> [Task brief] Turn the records into a JSON list of strings, one string per line, leaving out blank lines.

═════ Provided records ═════

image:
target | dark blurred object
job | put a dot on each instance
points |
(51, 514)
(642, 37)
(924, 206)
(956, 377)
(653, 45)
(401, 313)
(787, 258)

═════

> [Task result]
[
  "image:",
  "target | dark blurred object",
  "job | put a dot on each instance",
  "points |",
  "(51, 514)",
  "(642, 37)",
  "(924, 206)",
  "(956, 377)",
  "(653, 45)",
  "(401, 313)",
  "(787, 258)"
]